[Data provided]:
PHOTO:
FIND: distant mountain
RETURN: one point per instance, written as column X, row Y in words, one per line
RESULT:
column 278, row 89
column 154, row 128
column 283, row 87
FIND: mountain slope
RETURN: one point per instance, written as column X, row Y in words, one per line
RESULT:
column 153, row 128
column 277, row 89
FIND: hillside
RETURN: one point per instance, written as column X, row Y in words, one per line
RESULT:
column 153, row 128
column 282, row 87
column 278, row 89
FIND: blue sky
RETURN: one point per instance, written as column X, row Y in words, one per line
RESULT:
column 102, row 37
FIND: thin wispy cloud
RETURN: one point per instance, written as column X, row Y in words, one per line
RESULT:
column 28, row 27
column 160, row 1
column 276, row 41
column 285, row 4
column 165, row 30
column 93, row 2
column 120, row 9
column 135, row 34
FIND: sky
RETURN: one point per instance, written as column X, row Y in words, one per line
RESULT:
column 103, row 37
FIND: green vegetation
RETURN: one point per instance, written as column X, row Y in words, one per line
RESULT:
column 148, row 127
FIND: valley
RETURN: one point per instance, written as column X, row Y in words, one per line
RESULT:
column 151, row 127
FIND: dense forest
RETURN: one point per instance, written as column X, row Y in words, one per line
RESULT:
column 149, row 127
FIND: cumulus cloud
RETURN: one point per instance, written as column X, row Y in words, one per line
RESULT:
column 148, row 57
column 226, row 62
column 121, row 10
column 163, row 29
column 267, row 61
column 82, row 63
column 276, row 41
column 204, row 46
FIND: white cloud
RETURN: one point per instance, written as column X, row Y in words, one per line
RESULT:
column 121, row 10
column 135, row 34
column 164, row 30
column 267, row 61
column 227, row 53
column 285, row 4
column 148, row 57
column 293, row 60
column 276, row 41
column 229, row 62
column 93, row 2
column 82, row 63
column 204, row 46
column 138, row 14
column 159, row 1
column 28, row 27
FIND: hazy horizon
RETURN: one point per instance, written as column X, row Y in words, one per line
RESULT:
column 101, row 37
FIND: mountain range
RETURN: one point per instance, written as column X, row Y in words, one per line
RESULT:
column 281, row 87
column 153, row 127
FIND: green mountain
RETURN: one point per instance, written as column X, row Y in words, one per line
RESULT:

[Exercise goal]:
Only the lines from the one with "FIND: hazy horizon" through the end of the records above are to be copied, exactly as written.

[Result of this exercise]:
FIND: hazy horizon
RETURN: one point per instance, written as column X, row Y in words, one per line
RESULT:
column 101, row 37
FIND: mountain range
RETURN: one point per instance, written as column X, row Y in words, one per line
RESULT:
column 281, row 87
column 153, row 127
FIND: green mountain
RETURN: one point per instance, written as column X, row Y in words, one per line
RESULT:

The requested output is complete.